* **PROBLEM REQUIREMENTS**
Beginning at the line containing "find the paved walkway" and continuing to the end of the records below, give each line again exactly as it stands, and only those lines.

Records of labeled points
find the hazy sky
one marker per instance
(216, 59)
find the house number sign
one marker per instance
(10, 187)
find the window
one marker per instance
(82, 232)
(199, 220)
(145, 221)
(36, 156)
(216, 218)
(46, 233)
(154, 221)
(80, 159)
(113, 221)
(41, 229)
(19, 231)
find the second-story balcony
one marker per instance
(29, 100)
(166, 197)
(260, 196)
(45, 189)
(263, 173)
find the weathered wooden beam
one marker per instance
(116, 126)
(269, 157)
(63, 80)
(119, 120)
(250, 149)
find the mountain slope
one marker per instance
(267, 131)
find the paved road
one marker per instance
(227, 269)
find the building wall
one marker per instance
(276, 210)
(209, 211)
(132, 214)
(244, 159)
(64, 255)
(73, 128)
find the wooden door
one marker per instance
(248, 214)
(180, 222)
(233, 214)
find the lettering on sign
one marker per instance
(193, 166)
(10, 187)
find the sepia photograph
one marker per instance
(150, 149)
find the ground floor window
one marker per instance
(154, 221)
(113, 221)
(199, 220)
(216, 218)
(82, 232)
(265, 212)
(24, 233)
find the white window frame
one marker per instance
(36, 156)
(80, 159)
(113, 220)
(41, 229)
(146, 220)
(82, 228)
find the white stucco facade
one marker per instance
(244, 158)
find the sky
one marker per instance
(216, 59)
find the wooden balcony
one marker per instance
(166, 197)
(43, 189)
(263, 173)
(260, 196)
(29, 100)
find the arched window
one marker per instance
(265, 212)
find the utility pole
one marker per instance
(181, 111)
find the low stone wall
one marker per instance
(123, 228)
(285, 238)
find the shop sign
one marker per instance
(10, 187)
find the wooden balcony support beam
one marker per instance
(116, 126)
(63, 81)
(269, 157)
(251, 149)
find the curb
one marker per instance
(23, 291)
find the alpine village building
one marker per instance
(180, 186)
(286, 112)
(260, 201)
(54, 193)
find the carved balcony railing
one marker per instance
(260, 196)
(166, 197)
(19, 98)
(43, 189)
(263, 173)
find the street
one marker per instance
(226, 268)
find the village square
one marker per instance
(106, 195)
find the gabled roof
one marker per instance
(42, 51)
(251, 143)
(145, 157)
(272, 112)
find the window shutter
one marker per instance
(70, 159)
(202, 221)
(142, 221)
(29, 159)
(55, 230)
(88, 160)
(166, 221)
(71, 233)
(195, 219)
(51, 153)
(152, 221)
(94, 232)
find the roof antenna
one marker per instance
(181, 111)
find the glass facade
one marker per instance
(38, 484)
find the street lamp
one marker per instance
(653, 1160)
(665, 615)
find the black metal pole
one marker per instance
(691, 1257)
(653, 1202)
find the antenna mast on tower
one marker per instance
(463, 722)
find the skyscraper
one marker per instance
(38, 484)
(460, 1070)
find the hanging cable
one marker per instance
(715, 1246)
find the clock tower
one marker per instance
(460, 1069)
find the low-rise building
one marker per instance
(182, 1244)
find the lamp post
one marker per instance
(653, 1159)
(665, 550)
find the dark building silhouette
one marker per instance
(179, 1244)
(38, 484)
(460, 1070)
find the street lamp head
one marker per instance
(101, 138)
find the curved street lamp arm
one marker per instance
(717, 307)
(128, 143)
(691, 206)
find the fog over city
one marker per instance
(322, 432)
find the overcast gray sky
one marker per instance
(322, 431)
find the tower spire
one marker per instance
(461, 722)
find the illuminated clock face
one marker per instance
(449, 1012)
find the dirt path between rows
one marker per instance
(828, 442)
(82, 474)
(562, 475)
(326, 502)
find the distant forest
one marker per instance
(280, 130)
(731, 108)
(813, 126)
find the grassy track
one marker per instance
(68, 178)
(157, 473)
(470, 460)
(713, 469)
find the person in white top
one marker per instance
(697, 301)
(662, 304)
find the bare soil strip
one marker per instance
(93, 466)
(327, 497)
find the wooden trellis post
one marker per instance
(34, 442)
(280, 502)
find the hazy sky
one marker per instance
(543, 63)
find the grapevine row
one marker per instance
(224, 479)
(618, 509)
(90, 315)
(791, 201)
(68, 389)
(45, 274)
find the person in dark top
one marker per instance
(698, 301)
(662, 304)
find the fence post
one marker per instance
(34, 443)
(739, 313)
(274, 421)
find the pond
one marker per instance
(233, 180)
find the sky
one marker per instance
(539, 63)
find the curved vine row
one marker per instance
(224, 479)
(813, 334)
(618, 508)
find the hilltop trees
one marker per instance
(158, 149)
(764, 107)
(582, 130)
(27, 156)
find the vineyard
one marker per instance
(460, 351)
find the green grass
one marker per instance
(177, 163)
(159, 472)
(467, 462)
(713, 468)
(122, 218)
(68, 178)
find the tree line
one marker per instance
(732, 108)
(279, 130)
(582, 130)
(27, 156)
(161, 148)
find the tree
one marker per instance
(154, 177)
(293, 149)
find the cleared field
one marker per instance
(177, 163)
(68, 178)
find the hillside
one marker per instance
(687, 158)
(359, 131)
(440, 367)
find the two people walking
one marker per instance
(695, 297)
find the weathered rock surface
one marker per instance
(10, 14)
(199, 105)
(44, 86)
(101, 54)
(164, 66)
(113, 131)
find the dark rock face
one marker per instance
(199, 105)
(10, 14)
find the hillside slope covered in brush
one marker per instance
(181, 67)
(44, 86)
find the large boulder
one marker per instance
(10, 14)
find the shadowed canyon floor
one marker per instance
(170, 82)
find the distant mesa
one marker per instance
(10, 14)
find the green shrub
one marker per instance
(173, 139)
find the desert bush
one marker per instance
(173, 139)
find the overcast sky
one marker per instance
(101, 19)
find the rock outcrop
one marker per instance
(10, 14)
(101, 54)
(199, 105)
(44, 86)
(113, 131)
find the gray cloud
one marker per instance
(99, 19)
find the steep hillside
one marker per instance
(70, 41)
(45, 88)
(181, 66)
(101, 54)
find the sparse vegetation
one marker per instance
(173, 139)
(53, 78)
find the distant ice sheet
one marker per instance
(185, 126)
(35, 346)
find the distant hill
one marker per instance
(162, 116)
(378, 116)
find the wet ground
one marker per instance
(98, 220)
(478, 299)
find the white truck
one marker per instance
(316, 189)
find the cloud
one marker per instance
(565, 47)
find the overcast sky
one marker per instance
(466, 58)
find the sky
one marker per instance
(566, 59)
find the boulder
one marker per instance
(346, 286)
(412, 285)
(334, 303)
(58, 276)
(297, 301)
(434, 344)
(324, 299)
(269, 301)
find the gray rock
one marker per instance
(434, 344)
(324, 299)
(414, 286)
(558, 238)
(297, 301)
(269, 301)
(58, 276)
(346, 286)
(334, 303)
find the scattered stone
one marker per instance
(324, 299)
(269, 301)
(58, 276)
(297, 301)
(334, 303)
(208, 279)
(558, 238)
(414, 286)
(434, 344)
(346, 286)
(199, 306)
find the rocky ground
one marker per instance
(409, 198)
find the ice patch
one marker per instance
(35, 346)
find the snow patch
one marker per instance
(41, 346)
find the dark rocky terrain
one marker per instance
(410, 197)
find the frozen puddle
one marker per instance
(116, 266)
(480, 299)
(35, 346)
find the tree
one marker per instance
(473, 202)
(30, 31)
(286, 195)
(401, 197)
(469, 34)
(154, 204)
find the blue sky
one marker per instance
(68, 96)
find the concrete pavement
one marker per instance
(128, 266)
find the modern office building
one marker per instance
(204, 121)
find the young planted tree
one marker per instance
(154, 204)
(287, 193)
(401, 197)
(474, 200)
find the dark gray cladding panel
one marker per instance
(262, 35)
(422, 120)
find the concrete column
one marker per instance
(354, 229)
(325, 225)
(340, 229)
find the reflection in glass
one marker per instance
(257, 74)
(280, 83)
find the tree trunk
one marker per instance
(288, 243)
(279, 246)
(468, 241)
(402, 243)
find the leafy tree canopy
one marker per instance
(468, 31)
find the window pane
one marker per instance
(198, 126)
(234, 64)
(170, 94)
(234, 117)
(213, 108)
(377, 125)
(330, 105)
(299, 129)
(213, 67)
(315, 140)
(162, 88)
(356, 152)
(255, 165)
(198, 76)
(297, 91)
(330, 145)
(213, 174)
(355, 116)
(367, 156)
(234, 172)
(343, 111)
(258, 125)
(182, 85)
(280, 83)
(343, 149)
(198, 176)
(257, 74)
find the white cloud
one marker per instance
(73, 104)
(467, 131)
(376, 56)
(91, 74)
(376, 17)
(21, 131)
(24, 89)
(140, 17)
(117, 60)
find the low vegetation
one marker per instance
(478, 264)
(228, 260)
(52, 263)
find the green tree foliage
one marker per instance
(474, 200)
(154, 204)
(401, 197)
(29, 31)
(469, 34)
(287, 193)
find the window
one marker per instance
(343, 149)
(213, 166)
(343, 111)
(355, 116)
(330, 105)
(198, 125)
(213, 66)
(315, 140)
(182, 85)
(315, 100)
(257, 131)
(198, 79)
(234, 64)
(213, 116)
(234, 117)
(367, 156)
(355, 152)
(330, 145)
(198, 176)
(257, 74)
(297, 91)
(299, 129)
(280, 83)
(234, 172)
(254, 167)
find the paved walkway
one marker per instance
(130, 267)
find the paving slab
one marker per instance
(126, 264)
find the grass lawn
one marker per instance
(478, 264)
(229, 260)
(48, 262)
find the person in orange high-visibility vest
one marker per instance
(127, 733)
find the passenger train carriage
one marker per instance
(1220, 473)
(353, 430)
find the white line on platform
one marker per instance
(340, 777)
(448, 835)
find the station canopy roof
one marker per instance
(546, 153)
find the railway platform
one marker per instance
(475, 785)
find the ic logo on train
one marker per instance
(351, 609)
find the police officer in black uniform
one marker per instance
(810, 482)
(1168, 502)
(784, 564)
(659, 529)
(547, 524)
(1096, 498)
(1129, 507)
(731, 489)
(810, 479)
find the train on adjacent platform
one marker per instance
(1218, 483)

* **TASK OUTPUT**
find the paved walkway
one marker per instance
(130, 267)
find the paving slab
one marker per instance
(126, 264)
find the grass lawn
one marker per instance
(478, 264)
(229, 260)
(48, 262)
find the person in orange high-visibility vest
one marker per instance
(127, 733)
find the passenger train carriage
one marker per instance
(1220, 473)
(353, 430)
find the white line on platform
one marker per instance
(340, 777)
(448, 835)
find the station canopy roof
one marker per instance
(546, 153)
find the railway platform
one marker per instance
(475, 785)
find the ic logo on train
one marker per instance
(351, 609)
find the police officer in black uniform
one marker per instance
(810, 482)
(1168, 502)
(784, 564)
(659, 529)
(547, 524)
(1096, 498)
(1129, 507)
(731, 489)
(810, 479)
find the train on adjacent platform
one marker per instance
(1218, 483)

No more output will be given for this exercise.